■ **STATED EXERCISE**
Print the passage on older adults and climate-related stressors in full, word for word.

■ **PASSAGE SHOWN**

In a paper obtained by this medium, Nwatu examined how older adults experience, interpret, and cope with climate-related stressors, arguing that environmental disasters are not just ecological events but deeply social phenomena that expose long-standing inequalities. She noted that older adults are frequently left out of disaster preparedness and response frameworks, despite being among the most physically, socially, and psychologically vulnerable.
“My interest in aging and environmental vulnerability did not begin in theory,” Nwatu wrote. “It was forged in my rural community where flooding was not an occasional disaster but a recurring reality that reshaped lives, livelihoods, and survival.” She recalled growing up in Amagunze, a riverine community in Enugu State, Nigeria, where seasonal floods routinely displaced families and destroyed homes built largely with mud and other fragile materials.

■ **SUPPLIED DATA**

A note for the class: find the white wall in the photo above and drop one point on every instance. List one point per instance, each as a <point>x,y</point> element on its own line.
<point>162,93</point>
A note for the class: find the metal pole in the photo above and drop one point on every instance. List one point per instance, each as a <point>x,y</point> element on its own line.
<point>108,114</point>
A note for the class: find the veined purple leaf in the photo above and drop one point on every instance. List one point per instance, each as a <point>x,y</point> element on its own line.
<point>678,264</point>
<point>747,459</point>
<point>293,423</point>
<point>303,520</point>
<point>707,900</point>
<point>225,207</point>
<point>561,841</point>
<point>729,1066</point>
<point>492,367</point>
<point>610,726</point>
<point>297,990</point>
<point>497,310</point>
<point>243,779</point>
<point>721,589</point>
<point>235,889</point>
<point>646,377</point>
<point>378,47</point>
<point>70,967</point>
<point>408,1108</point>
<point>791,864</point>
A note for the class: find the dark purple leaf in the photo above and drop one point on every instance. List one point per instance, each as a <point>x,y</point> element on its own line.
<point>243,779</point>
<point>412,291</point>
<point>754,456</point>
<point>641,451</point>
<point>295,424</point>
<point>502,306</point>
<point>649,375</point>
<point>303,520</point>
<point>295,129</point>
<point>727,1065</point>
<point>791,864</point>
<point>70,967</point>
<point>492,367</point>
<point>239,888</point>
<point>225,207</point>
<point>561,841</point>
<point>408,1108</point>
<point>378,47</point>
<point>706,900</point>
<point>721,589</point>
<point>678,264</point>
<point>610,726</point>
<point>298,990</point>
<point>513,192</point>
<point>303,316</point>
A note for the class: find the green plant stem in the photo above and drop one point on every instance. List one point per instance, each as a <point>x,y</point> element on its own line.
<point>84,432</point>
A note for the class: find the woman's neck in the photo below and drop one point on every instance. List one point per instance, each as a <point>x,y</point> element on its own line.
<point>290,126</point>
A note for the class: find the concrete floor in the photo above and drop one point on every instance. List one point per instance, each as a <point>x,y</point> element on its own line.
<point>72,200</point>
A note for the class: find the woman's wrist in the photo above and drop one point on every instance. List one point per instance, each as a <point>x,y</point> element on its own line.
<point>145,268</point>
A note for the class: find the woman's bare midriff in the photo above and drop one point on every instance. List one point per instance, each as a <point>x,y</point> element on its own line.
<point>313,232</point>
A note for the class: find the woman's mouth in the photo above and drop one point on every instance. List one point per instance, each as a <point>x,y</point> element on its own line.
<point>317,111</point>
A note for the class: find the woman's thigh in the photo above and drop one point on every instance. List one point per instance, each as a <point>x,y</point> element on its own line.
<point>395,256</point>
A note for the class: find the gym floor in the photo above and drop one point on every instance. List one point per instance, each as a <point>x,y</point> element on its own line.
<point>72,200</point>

■ **SOLUTION TO THIS PROBLEM**
In a paper obtained by this medium, Nwatu examined how older adults experience, interpret, and cope with climate-related stressors, arguing that environmental disasters are not just ecological events but deeply social phenomena that expose long-standing inequalities. She noted that older adults are frequently left out of disaster preparedness and response frameworks, despite being among the most physically, socially, and psychologically vulnerable.
“My interest in aging and environmental vulnerability did not begin in theory,” Nwatu wrote. “It was forged in my rural community where flooding was not an occasional disaster but a recurring reality that reshaped lives, livelihoods, and survival.” She recalled growing up in Amagunze, a riverine community in Enugu State, Nigeria, where seasonal floods routinely displaced families and destroyed homes built largely with mud and other fragile materials.